++++ DATA UNDER STUDY

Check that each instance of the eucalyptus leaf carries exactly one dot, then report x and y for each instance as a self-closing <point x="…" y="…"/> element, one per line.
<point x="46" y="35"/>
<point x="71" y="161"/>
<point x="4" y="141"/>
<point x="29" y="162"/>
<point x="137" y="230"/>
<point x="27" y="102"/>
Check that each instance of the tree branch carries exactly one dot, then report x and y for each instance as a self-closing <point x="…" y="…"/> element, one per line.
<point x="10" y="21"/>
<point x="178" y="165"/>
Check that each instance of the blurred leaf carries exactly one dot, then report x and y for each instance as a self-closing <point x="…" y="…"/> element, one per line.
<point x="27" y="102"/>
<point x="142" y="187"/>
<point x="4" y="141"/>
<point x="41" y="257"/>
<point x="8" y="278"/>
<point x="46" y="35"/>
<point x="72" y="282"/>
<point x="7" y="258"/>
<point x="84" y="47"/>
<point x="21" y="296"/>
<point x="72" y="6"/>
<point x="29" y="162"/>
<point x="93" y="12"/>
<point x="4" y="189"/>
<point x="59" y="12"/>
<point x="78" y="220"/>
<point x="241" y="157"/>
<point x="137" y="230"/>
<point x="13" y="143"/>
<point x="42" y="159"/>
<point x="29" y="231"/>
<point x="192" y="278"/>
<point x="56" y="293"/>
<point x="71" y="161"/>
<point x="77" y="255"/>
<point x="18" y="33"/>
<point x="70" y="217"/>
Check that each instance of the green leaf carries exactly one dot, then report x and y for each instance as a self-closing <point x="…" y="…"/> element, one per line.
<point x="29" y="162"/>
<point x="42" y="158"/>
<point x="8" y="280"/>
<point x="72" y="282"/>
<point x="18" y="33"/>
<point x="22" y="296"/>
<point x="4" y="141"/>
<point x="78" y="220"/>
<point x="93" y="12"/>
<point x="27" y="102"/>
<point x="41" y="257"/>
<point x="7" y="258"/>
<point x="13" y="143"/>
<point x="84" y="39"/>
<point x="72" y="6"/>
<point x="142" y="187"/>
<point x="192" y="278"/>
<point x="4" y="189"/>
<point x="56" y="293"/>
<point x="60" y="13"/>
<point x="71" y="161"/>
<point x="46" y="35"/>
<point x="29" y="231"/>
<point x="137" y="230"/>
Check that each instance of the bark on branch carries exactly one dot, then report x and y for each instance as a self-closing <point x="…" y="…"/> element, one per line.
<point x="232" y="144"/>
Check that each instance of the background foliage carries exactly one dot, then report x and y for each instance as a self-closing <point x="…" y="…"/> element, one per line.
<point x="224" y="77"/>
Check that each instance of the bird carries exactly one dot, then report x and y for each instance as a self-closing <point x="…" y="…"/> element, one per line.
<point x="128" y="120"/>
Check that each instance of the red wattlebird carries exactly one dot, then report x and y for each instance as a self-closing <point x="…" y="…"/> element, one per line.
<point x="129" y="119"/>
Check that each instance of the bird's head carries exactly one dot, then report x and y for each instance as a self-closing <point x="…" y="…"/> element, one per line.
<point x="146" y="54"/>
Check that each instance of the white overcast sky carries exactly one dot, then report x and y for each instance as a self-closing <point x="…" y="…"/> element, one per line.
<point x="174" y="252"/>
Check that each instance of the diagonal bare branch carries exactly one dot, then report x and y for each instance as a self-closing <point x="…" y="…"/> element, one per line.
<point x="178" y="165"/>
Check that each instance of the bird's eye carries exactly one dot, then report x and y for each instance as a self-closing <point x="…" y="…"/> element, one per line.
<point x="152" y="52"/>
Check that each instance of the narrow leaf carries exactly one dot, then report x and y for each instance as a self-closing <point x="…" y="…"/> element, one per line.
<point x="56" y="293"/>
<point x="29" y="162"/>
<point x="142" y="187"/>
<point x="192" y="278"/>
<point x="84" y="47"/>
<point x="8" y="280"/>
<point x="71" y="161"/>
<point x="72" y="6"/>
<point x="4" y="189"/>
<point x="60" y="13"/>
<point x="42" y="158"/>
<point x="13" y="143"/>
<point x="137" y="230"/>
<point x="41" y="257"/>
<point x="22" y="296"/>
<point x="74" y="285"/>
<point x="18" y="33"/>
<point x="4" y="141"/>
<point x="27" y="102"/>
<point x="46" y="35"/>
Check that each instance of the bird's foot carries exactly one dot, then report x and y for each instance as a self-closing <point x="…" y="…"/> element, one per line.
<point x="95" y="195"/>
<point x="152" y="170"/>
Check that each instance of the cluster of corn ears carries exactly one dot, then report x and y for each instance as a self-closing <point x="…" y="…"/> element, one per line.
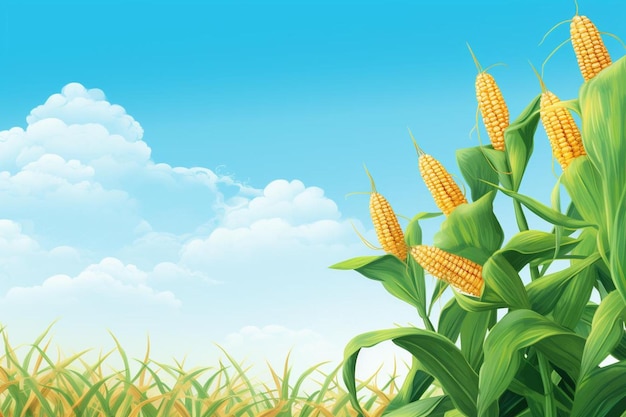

++++++++

▸ WHAT IS REQUIRED
Retype the lines from the one containing "Check that each instance of the bird's foot" down to the last line of the records, both included, exactly and nothing more. Pictures stay out.

▸ EXERCISE RESPONSE
Check that each instance of the bird's foot carries exactly one dot, then report x and y for each instance as a self-closing <point x="…" y="…"/> element, one per line.
<point x="95" y="195"/>
<point x="152" y="170"/>
Check that each instance of the cluster of corn ears carries exactly one dot, then report x and y for each instance as a self-closing <point x="…" y="…"/> element, one per line.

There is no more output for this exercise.